This exhibition is the first large-scale presentation of paintings, sculptures, drawings, and prints from Alfred Stieglitz’s collection, acquired by the Metropolitan in 1949. In addition to being a master photographer, Stieglitz (1864-1946) was a visionary promoter of modern European and American art, and he assembled a vast art collection of exceptional breadth and depth. Through a succession of influential galleries that he ran in New York City between 1905 and 1946, Stieglitz exhibited many of the most important artists of the era, and he collected works by Pablo Picasso, Henri Matisse, Constantin Brancusi, Gino Severini, Vasily Kandinsky, Georgia O’Keeffe, Marsden Hartley, John Marin, Charles Demuth, and Arthur Dove. For more than 60 years, The Alfred Stieglitz Collection has been the cornerstone of the Museum’s holdings of modern art. The exhibition features some 200 major works by European and American modernists, supplemented by photographs by the Photo-Secessionists and publications by Stieglitz—all from the Metropolitan’s holdings. Highlights include Picasso’s Woman Ironing andStanding Female Nude, Kandinsky’s Improvisation 27 (Garden of Love II), Brancusi’s Sleeping Muse, O’Keeffe’s Black Iris and Cow’s Skull: Red, White, and Blue, Demuth’s I Saw the Figure 5 in Gold, and Hartley’s Portrait of a German Officer.
The exhibition is made possible by the Iris & B. Gerald Cantor Foundation.
Accompanied by a catalogue.
Press preview: Tuesday, October 11, 10:00 a.m.–noon

The Making of a Collection:
Collectors of Islamic Art and The Metropolitan Museum of Art
November 1, 2011–Spring 2012

Due to the generosity of dedicated individuals who collected Islamic art and supported the Museum with outstanding gifts and donations, The Metropolitan Museum of Art now houses one of the largest comprehensive collections of this material in the world. This exhibition will consider the factors that directed and inspired major donor-collectors, whose gifts form the core of the collection of the Museum’s Department of Islamic Art.
Press preview: Monday, October 24, 10:00 a.m.–1 p.m.

The Game of Kings: Medieval Ivory Chessmen from the Isle of Lewis
November 15, 2011–April 22, 2012

More than 30 of the world’s most famous chess pieces—all part of a hoard unearthed in 1831 on the Isle of Lewis, off the west coast of Scotland—will be shown at The Cloisters, the branch of the Metropolitan Museum dedicated to the art and architecture of medieval Europe. Created in the mid-12th century, probably in Scandinavia, each piece is a precious miniature sculpture in walrus ivory. The game of chess as we know it today is one of the great legacies of the Middle Ages, and the Lewis chess pieces are among the earliest that include the full cast of characters found on modern boards. Reflecting medieval society in Europe, there are bishops (replacing the elephants of Indian and Persian chess traditions) and queens (supplanting the viziers who stand at the king’s side in Islamic tradition). The Lewis Chessmen are on loan from the British Museum.

Given records >>
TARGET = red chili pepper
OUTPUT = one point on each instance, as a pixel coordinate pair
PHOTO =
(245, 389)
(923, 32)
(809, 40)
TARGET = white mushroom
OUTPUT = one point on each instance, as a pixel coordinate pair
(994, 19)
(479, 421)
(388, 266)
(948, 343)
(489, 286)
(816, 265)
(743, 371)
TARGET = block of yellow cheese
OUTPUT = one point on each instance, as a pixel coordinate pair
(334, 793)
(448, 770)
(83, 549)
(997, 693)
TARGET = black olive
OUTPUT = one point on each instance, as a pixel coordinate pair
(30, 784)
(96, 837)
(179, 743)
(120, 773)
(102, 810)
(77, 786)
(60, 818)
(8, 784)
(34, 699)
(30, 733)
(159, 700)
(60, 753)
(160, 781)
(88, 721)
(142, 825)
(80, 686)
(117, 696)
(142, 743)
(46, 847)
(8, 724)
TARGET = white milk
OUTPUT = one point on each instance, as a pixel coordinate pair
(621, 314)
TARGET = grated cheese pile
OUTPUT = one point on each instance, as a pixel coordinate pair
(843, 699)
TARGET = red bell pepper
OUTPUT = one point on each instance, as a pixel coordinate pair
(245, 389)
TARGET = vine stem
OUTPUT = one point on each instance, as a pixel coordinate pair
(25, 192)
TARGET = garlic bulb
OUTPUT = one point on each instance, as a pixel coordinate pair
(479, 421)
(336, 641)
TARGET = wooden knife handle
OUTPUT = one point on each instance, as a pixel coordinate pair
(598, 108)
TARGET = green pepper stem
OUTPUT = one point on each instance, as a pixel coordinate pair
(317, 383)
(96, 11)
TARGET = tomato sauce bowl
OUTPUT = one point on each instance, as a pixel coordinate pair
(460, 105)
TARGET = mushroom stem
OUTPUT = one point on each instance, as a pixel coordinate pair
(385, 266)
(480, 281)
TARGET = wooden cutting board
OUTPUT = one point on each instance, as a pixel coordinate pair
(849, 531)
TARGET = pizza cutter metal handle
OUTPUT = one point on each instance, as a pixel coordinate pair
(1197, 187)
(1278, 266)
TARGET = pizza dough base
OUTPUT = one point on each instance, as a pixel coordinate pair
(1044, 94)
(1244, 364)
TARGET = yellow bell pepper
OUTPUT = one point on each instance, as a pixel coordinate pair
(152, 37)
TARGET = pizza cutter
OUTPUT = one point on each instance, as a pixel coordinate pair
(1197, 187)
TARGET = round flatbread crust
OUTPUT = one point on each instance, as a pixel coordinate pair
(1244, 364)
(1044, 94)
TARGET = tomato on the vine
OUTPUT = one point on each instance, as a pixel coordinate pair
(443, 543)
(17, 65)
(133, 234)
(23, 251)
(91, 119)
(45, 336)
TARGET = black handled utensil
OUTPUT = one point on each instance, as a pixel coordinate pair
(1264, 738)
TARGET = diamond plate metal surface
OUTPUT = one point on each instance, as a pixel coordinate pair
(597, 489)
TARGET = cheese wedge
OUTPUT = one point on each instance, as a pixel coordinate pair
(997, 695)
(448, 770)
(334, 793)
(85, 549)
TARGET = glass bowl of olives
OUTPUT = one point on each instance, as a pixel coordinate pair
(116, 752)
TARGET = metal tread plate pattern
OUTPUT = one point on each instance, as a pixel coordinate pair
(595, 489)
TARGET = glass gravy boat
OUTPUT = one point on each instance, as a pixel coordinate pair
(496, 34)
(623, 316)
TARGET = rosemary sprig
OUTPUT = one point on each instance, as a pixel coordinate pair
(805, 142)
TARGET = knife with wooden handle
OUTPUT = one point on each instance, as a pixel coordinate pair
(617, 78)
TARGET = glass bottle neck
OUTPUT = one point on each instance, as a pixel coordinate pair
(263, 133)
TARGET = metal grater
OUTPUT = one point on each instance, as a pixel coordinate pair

Task instructions >>
[A] According to the Metropolitan Museum exhibition listings, where and in what year were the Lewis chess pieces unearthed?
[B] Continue the Metropolitan Museum exhibition listings from the point where they stop.

Expected outputs >>
[A] They were unearthed in 1831 on the Isle of Lewis, off the west coast of Scotland.

[B]
The exhibition is made possible by the Michel David-Weill Fund.
Press preview: Monday, November 14, 10:00 a.m.–noon

Storytelling in Japanese Art
November 19, 2011–May 6, 2012

Japan has enjoyed a long tradition of narrative painting, one that continues even today with the popular contemporary Japanese cartoon (manga) and animation. Historically, the subjects of narrative painting have varied: romances of court ladies, aristocrats, and monks; heroic warriors’ tales of courage in the face of overwhelming odds; stories of miracles, celebratory events, and personal accomplishments; and tales of animals and ghosts. Illustrated tales appear in various formats: handscrolls (emaki), albums, books, hanging scrolls, and screens. This exhibition will show a wide variety of illustrated Japanese tales from the 13th to the 19th century that reflect the cultural and social landscape of the time. The exhibition will feature approximately 70 works, including a group of 30 illustrated handscrolls, the ideal format for continuous sequential illustration, and 20 scrolls, books, and screens from New York Public Library and other local collections as well as from the Museum’s own collection.
The exhibition is made possible by The Miriam and Ira D. Wallach Foundation.
Additional support is provided by the Japan Foundation.
Accompanied by a catalogue.
Press preview: Monday, November 28, 10:00 a.m.–noon

Annual Christmas Tree and Neapolitan Baroque Crèche
November 22, 2011–January 8, 2012

The Museum will continue a long-standing holiday tradition with the presentation of its Christmas
tree, a favorite of New Yorkers and visitors from around the world. A vivid 18th-century
Neapolitan Nativity scene—embellished with a profuse array of diminutive, lifelike attendant
figures and silk-robed angels hovering above—will adorn the candlelit spruce. Recorded music
and lighting ceremonies will add to the enjoyment of the holiday display.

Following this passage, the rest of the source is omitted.